◆ WHAT IS REQUIRED
In the forum thread on smoking pork shoulder steaks, how thick did the original poster ask for the steaks to be cut?

# Pork shoulder steaks



## LexB89 (Jan 6, 2021)

Hi guy's,

I'm going to smoke pork shoulder steaks at the weekend. I've ask for them to be 2 inches thick.

What temperature should I cook them to?

I want them to still be Juicy.

Anyone got any tips and tricks?


----------



## HalfSmoked (Jan 6, 2021)

The USDA says pork is done at 145 degrees. So I would say 140 - 145. It will climb after you take it off the grill or out of the smoker.

Warren


----------



## smokerjim (Jan 6, 2021)

Are these pork butt steaks, if so I would take them to 175to  180. But that's me.


----------



## LexB89 (Jan 6, 2021)

145 was what I read. 

I was just checking as sometimes cooked temperature differs when smoking low and slow.

What about beef temperatures?  

Like short ribs?

How long does it take when you guy's do them?


----------



## bregent (Jan 6, 2021)

If you are going to cook them to 145, then don't have them cut to 2".  Pork shoulder is very tough. Cut them thin, and then pound and/or marinate to tenderize.


----------



## LexB89 (Jan 6, 2021)

Fair enough.

I was thinking about changing my plans due to pork steaks only taking a short amount of time.

I takes me a while to set up the smoker.

I haven't tried doing beef yet so was toying with the idea of doing beef short ribs.


----------



## 912smoker (Jan 6, 2021)

smokerjim said:


> Are these pork butt steaks, if so I would take them to 175to  180. But that's me.


Same here. And the fat melts in your mouth. Nothing  better.......well maybe pork belly....


----------



## SmokinAl (Jan 7, 2021)

Definitely take them to at least 180.
What you have is a slice off the end of a pork butt.
Al


----------



## LexB89 (Jan 8, 2021)

I asked for pork shoulder steaks and this is what I got should I cut out the bone and trim the rind?


----------



## LexB89 (Jan 8, 2021)

They look like chops to me!


----------



## SmokinAl (Jan 8, 2021)

You can see the blade bone in the one on the left. Take them to 180, they are not loin steaks. For loin you would take them to 140 & a 30 minute rest would bring them up to 145. These need more time to break down & tenderize.
Al


----------



## LexB89 (Jan 8, 2021)

Ok cool.

Thanks.

What should I do with the bones and the rind?


----------



## bregent (Jan 8, 2021)

Leave the bones in but I would trim the fat to 1/4"


----------



## smokerjim (Jan 8, 2021)

bregent said:


> Leave the bones in but I would trim the fat to 1/4"


What bregent said


----------



## SmokinAl (Jan 8, 2021)

Well I would leave the fat on and the bone in. It’s a steak, so cook it with the fat on, then trim it off as you eat it. Just don’t under cook it.
Al


----------



## LexB89 (Jan 8, 2021)

Good stuff guy's!

Thanks for the help!


----------



## LexB89 (Jan 8, 2021)

Out of interest, what cut do you think that is?


----------



## LexB89 (Jan 8, 2021)

Trimming the fat down to 1/4" looked easy with knife in hand.

In practice, not so easy! Lol


----------

Location identification entries
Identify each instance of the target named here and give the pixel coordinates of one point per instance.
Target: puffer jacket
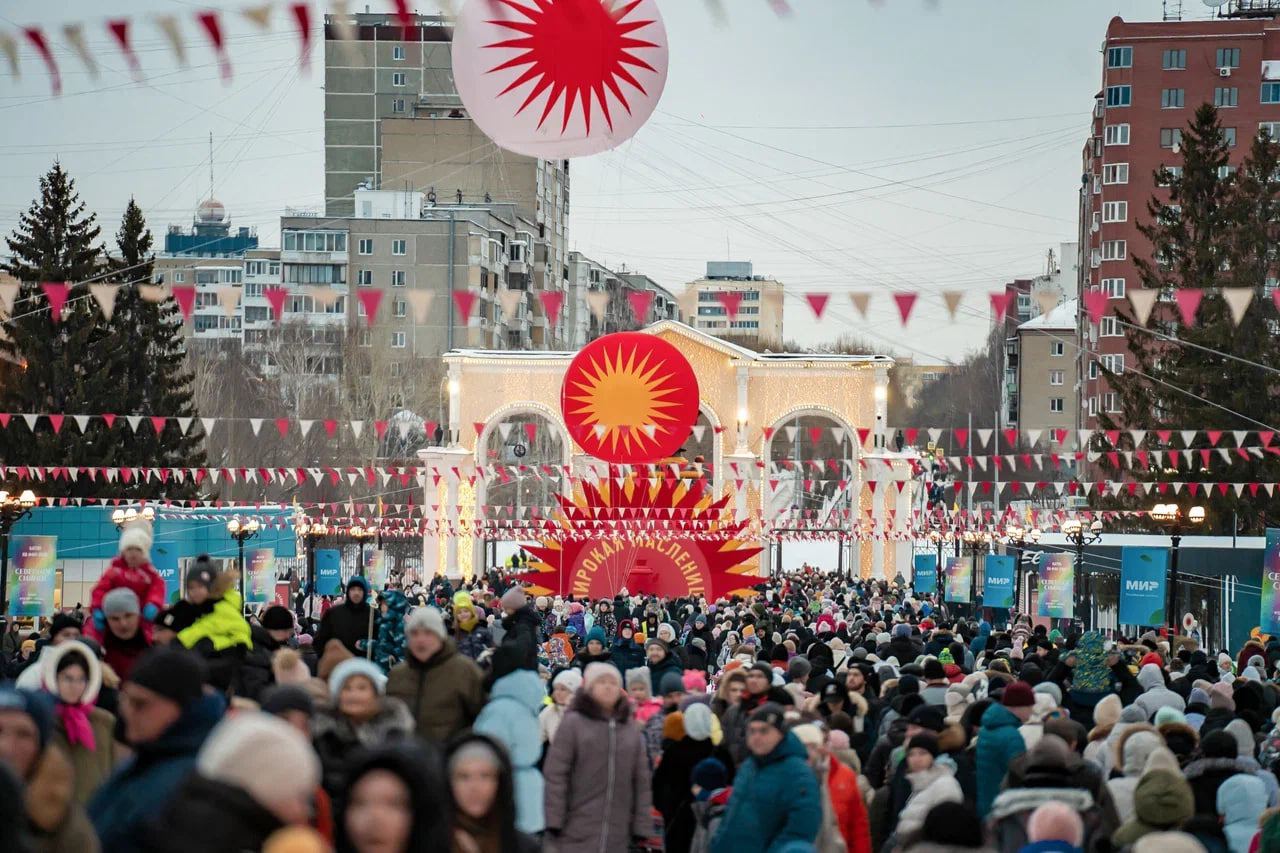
(775, 803)
(511, 719)
(598, 788)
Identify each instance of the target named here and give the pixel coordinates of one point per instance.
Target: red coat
(846, 799)
(144, 580)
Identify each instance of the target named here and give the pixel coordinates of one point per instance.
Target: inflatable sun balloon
(560, 78)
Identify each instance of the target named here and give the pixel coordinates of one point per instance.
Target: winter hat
(1106, 712)
(671, 683)
(597, 670)
(287, 697)
(426, 619)
(122, 600)
(37, 706)
(261, 755)
(698, 721)
(638, 675)
(353, 666)
(174, 674)
(709, 775)
(136, 536)
(277, 619)
(923, 740)
(1018, 696)
(201, 571)
(1056, 822)
(570, 679)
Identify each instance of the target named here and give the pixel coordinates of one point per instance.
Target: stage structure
(784, 446)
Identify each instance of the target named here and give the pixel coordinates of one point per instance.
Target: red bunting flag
(817, 302)
(56, 295)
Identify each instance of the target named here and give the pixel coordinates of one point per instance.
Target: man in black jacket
(348, 621)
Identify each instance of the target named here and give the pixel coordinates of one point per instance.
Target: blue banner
(328, 571)
(924, 574)
(1142, 585)
(997, 589)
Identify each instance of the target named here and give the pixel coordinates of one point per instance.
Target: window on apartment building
(1114, 288)
(1115, 211)
(1114, 250)
(1119, 95)
(1115, 173)
(1120, 58)
(1115, 135)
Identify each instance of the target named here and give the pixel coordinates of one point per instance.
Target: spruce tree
(59, 366)
(155, 378)
(1216, 228)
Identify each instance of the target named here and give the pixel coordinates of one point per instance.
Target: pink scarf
(76, 724)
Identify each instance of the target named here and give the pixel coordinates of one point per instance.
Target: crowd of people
(807, 714)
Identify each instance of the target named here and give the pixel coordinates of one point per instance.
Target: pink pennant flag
(1096, 304)
(275, 299)
(731, 300)
(1188, 304)
(817, 302)
(552, 304)
(640, 302)
(465, 301)
(184, 295)
(119, 28)
(905, 302)
(370, 300)
(214, 30)
(37, 40)
(56, 295)
(1000, 304)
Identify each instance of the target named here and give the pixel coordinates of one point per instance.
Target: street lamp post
(242, 532)
(1080, 536)
(1170, 515)
(13, 509)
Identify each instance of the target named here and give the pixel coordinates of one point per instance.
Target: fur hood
(49, 793)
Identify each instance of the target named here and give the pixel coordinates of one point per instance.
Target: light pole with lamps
(1170, 515)
(242, 532)
(1080, 536)
(13, 509)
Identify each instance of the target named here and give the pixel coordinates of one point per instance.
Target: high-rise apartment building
(1153, 78)
(758, 322)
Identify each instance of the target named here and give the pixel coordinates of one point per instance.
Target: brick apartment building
(1153, 78)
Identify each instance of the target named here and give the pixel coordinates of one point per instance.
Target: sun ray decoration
(708, 555)
(630, 397)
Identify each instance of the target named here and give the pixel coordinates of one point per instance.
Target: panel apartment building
(1153, 77)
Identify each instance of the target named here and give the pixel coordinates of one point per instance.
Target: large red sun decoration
(557, 78)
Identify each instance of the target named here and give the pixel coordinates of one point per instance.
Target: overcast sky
(913, 145)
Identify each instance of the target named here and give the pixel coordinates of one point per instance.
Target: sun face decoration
(556, 78)
(600, 542)
(630, 398)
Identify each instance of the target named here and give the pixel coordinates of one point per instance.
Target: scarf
(74, 719)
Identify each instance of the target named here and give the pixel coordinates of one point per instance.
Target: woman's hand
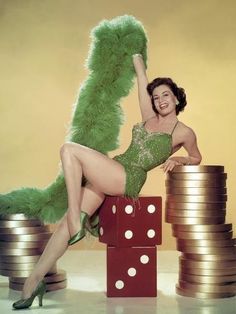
(169, 165)
(138, 62)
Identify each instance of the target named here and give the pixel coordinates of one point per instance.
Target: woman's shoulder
(185, 130)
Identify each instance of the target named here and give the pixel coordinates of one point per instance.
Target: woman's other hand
(169, 165)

◆ EXPECTED OUTPUT
2 inches thick.